Write exactly, with no line omitted or added, the span beginning at the line that holds "of the outstretched" and ending at the last line of the records.

......

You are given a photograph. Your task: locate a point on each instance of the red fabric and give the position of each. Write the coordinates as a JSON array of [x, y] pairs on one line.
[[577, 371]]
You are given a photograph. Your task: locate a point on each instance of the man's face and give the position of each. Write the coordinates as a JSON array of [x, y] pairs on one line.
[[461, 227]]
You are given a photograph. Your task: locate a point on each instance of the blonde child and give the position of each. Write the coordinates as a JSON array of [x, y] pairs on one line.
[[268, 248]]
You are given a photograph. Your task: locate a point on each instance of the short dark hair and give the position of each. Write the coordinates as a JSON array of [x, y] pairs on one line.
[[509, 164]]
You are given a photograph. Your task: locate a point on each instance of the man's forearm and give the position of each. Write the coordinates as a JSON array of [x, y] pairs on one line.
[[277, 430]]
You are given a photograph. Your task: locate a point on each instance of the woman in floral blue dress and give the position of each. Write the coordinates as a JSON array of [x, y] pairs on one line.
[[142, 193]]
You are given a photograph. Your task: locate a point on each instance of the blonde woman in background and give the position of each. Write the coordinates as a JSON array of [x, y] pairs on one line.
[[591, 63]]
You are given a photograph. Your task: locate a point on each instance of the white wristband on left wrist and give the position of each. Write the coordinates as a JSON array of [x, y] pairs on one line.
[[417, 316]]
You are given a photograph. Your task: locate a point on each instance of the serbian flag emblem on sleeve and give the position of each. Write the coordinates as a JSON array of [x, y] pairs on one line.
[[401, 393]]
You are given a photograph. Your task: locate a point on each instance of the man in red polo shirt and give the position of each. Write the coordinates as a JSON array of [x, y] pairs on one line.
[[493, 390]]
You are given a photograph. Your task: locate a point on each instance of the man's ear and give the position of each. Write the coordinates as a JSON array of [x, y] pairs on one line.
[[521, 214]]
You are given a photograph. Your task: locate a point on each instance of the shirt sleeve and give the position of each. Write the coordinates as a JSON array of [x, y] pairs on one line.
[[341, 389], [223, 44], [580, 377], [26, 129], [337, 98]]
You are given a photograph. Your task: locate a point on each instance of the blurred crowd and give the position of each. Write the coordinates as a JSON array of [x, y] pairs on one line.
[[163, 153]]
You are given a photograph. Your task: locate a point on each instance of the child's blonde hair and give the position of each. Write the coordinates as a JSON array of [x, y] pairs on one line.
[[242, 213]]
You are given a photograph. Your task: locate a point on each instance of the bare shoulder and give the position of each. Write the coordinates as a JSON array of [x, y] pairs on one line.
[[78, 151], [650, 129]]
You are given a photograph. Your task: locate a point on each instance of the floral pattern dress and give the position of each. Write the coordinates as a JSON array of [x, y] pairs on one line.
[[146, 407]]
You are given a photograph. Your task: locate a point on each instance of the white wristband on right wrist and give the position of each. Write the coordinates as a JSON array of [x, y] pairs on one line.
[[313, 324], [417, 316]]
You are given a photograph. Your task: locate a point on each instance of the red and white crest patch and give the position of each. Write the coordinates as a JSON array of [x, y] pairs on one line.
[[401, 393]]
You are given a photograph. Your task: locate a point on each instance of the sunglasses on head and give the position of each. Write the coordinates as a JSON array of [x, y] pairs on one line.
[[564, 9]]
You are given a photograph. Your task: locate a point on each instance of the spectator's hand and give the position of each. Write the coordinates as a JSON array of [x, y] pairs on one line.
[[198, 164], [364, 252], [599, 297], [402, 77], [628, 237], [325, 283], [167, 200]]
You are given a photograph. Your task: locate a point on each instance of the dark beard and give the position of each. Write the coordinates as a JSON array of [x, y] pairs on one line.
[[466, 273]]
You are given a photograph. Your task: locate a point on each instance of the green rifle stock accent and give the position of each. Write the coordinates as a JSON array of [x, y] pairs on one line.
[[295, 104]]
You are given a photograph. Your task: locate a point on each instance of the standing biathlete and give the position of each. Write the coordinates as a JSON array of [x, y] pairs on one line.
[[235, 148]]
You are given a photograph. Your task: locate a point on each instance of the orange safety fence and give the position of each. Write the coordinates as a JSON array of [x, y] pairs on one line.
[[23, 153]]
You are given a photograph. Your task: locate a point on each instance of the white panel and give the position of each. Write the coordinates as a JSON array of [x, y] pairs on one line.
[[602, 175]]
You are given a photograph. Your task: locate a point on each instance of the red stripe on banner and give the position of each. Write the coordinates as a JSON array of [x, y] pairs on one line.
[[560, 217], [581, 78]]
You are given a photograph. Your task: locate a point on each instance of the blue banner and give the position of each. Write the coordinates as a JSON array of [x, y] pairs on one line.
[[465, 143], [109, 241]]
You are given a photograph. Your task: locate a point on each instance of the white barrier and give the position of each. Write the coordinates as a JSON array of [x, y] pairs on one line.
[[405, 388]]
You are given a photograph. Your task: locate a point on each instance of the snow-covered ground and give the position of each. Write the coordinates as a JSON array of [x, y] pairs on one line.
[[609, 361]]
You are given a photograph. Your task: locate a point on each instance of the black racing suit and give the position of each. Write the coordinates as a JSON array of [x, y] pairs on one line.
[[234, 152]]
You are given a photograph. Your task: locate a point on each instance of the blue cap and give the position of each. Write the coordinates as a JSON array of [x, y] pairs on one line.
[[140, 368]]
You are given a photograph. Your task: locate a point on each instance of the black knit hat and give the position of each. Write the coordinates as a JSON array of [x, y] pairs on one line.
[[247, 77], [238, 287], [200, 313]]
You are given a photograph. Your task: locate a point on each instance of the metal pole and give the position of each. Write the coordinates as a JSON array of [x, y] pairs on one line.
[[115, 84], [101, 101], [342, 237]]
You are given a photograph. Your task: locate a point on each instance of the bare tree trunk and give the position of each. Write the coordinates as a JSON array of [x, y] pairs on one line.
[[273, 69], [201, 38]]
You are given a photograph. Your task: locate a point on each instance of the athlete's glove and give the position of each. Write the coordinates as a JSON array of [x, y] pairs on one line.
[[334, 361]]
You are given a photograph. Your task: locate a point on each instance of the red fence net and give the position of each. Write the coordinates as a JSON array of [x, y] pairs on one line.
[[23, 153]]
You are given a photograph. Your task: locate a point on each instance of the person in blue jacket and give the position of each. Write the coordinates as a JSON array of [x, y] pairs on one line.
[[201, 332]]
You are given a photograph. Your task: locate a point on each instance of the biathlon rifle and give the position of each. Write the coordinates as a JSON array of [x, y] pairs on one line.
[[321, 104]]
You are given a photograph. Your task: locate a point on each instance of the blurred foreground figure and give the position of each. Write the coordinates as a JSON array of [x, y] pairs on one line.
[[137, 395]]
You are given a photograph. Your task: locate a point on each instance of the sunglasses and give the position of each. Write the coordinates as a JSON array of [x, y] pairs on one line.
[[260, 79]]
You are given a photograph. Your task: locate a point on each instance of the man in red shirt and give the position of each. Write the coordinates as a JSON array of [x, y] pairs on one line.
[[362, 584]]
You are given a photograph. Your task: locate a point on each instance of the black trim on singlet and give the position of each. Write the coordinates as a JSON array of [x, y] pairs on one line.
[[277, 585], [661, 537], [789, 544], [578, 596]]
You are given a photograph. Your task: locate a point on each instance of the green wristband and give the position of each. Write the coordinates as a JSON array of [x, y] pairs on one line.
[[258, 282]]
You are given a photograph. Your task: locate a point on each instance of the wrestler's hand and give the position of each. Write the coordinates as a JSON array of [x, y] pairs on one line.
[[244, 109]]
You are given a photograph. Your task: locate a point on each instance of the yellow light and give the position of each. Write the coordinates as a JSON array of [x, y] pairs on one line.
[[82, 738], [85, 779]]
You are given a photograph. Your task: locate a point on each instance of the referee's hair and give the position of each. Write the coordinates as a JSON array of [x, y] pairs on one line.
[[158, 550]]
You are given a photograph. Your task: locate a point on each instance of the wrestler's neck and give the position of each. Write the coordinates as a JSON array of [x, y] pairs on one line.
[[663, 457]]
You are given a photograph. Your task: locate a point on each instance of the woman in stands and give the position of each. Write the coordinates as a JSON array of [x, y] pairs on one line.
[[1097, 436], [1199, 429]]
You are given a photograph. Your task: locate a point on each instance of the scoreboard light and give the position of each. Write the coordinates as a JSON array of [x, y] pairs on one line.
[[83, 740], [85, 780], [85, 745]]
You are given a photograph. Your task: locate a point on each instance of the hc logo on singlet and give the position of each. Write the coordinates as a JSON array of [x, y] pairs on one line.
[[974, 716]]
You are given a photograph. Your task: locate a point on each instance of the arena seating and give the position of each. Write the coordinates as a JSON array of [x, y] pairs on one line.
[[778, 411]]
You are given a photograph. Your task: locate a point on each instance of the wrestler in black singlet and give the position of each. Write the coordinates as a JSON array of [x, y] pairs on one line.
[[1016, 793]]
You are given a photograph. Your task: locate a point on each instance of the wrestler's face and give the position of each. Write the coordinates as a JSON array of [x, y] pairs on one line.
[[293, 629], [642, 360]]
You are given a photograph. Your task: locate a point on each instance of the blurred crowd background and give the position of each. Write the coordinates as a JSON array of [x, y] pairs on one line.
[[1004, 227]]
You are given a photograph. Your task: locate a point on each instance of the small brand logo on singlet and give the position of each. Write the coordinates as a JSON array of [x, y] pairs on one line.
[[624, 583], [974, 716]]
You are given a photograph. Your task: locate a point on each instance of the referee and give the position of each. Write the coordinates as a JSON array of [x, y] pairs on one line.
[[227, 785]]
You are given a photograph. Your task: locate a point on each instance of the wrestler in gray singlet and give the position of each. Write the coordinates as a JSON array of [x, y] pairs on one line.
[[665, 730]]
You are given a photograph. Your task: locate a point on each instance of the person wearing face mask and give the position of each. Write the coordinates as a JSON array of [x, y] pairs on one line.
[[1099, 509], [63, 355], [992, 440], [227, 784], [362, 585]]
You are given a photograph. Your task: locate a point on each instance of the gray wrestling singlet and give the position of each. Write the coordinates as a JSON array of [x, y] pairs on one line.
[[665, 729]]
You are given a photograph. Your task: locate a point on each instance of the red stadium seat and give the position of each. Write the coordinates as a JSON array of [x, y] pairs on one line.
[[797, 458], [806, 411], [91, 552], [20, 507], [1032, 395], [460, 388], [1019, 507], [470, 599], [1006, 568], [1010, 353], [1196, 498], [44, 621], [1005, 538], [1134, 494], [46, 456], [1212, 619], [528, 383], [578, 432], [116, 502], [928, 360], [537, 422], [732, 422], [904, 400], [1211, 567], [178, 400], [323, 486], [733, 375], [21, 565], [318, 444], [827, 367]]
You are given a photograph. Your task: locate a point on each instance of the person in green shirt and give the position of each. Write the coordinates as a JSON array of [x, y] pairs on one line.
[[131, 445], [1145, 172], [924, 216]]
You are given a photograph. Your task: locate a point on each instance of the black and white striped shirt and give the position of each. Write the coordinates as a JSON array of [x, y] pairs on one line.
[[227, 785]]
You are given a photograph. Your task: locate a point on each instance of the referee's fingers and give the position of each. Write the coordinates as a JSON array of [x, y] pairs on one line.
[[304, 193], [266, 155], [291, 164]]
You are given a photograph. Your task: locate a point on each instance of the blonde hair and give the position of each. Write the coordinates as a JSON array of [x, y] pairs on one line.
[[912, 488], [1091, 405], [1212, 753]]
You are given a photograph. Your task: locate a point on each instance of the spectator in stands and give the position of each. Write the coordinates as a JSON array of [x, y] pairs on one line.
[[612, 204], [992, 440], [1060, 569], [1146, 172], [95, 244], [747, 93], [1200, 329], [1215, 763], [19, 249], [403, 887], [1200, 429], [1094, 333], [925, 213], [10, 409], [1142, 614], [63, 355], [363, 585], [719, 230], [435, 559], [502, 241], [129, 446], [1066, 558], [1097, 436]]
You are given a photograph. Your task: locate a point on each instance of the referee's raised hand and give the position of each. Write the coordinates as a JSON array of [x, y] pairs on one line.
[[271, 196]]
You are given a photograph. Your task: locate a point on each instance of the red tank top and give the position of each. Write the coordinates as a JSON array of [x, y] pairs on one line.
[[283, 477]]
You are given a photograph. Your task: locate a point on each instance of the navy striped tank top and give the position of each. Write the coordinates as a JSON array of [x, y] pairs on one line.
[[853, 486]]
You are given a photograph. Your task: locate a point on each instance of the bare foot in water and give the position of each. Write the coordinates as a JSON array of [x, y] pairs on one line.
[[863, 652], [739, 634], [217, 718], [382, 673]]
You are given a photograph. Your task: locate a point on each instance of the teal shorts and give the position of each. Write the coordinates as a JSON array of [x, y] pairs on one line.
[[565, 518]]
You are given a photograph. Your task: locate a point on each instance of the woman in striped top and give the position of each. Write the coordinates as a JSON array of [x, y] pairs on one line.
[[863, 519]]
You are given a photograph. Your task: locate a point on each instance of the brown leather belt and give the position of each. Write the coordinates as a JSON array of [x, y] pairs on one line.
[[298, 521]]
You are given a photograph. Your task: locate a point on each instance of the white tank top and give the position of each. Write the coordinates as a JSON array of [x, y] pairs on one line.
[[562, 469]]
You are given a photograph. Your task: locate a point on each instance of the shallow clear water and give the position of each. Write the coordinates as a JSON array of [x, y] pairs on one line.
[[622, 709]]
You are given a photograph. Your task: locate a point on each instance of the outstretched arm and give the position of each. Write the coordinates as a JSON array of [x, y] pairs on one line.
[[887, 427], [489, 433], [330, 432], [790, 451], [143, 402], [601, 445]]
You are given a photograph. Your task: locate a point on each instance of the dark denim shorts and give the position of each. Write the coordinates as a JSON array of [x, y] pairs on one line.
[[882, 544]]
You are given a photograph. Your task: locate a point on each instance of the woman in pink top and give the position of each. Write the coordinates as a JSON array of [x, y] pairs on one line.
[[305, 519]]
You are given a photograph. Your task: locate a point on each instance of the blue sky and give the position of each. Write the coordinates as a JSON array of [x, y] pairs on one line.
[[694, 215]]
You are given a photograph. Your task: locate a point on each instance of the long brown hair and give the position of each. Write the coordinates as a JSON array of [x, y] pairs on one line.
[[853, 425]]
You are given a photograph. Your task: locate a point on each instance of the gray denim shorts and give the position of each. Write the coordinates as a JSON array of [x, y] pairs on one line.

......

▸ **Reply to the exercise**
You are given a photograph. Your task: locate a point on each instance of the outstretched arm and give the position of each. Write the coordinates as a JSON array of [x, y] pairs on one line.
[[887, 427], [489, 433], [330, 432], [790, 451], [143, 402], [601, 445]]
You are given a photograph. Your task: locate a point on each instance of the dark denim shorts and give the position of each. Write the coordinates as a JSON array of [x, y] pairs on one line.
[[882, 544]]
You are given a photograph. Your task: locate a point on each instance of the woman in pink top and give the position of each. Write the coordinates as a JSON array of [x, y] pairs on one line.
[[305, 519]]
You are given a photograph. Your task: locate a point on each instance of the blue sky and give the position of each. Write the coordinates as a JSON array of [x, y] pairs on one line.
[[694, 215]]
You are given a photograph. Your task: locate a point on each instance of the long brown hair and give the position of each. Write the coordinates as a JSON array of [x, y] pairs on one line.
[[853, 425]]
You are given a photograph. Your task: locate a point on each instance of the gray denim shorts and give the position of each. Write the coordinates as a JSON array of [x, y] pairs on one line.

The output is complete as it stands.